## [Data for this exercise]

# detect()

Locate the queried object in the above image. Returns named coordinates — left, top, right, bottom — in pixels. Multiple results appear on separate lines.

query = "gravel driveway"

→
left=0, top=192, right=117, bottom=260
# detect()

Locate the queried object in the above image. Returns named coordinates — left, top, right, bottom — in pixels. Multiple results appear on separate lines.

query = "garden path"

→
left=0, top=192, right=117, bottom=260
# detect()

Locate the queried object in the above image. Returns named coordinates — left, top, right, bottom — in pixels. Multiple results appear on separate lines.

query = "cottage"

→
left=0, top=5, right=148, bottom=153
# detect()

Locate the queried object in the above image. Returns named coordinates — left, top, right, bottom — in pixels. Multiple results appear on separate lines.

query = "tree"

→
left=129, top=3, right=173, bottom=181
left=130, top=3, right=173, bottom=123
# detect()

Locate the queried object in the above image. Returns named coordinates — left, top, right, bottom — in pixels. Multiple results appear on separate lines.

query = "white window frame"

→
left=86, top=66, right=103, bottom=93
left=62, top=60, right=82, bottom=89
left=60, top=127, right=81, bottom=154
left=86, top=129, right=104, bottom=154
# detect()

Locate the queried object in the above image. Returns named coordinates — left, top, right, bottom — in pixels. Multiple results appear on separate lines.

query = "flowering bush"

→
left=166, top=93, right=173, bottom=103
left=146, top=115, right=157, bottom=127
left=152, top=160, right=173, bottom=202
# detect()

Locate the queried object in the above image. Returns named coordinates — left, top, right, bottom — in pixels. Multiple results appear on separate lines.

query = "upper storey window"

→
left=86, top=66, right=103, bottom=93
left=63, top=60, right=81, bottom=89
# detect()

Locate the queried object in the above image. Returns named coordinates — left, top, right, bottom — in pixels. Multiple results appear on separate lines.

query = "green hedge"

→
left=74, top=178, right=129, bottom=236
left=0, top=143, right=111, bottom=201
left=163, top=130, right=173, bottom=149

## [What to work on]
Copy the listing in full. Match it word for word.

## [Answer]
# detect()

Locate the queried object in the above image. Returns named coordinates — left, top, right, bottom — in pixels. Multiple results appear on separate lines.

query = "gravel driveway"

→
left=0, top=192, right=117, bottom=260
# detect()

Locate the queried object in the above image. Returns named coordinates — left, top, right, bottom — in pixels. Multiple results appear on separate lines.

query = "garden path"

→
left=0, top=192, right=117, bottom=260
# detect()

Locate the queried object in the above image. Returns named coordinates — left, top, right, bottom — in pixels. Multiple results appear on separate lines.

query = "cottage"

→
left=0, top=5, right=148, bottom=153
# detect()

Locate the queried object in the above image. Returns named coordinates — left, top, right, bottom — in pixels. Multiple results appear on separate lines.

query = "tree"

→
left=129, top=3, right=173, bottom=181
left=130, top=3, right=173, bottom=123
# detect()

Locate the queried object in the above image. Returns named coordinates — left, top, right, bottom — in pixels. Multiple results appear on separate lines.

query = "white window frame"

→
left=86, top=66, right=103, bottom=93
left=62, top=60, right=82, bottom=89
left=60, top=127, right=81, bottom=154
left=86, top=129, right=104, bottom=154
# detect()

Locate the queried object in the above image. Returns named coordinates — left, top, right, bottom — in pixels. Multiple results appear on separate lines.

query = "flowering bush"

→
left=166, top=93, right=173, bottom=103
left=146, top=115, right=157, bottom=127
left=152, top=160, right=173, bottom=202
# detect()

Locate the queried object in the above image. Returns named coordinates — left, top, right, bottom — in pixels. Multiple results appear on separate lines.

query = "upper storey window"

→
left=86, top=66, right=103, bottom=93
left=63, top=60, right=81, bottom=89
# detect()

Locate the queried object in the above image. Returns named coordinates — left, top, right, bottom — in pixels. Multiple results appear on separate lines.

query = "green hedge"

→
left=74, top=178, right=129, bottom=236
left=0, top=143, right=111, bottom=201
left=163, top=130, right=173, bottom=149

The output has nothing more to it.